What you need to do - Could you reproduce the lines below from the one with "the fur collar" through the one with "Query: pom-pom on hat"? Keep both ends and add nothing.

Data excerpts -

++++++++

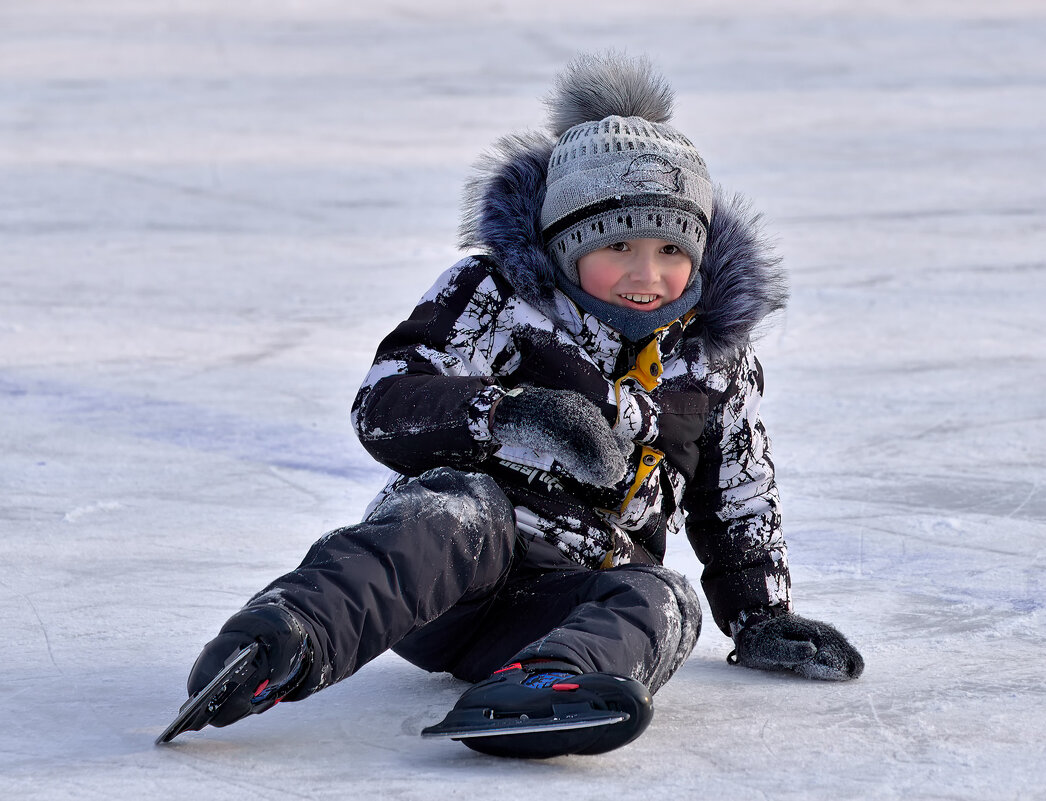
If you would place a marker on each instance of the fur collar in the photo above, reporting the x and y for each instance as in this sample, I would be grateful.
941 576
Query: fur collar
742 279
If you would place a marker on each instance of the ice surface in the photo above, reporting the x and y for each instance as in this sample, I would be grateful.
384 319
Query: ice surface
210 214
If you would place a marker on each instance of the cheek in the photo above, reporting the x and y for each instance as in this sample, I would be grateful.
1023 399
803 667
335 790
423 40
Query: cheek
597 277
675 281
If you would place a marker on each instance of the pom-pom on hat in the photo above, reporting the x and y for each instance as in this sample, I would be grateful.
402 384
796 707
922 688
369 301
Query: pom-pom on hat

++++++++

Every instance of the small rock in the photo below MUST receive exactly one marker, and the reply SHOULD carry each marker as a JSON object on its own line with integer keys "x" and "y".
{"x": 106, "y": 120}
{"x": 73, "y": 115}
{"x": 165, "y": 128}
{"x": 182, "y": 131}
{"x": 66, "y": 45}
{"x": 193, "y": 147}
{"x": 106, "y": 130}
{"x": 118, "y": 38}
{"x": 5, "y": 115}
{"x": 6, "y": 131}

++++++++

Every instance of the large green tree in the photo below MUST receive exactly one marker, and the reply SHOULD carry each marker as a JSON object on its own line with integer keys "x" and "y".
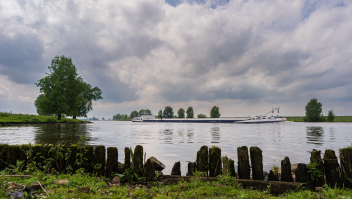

++++++++

Response for this exercise -
If you would place a marker on each instance of the fur collar in the photo above, reporting the x and y for each instance as in this sample, I would be grateful.
941 576
Query: fur collar
742 279
If you would place a marker on each instance of the ice surface in the photo above, reporting the x and y for each instance as in this sample, I would be grateful.
384 319
Query: ice surface
210 214
If you would place a marker on each instance of the cheek in the photo above, reporting the x and y for each instance as in this sample, I would be grateful.
1023 399
803 667
335 790
423 40
Query: cheek
597 277
675 281
If you would place a marker on each instance of the pom-pom on hat in the photo above, reporting the x and y for each instance as in this sample, I would be grateful.
402 384
796 707
922 688
369 301
Query: pom-pom on hat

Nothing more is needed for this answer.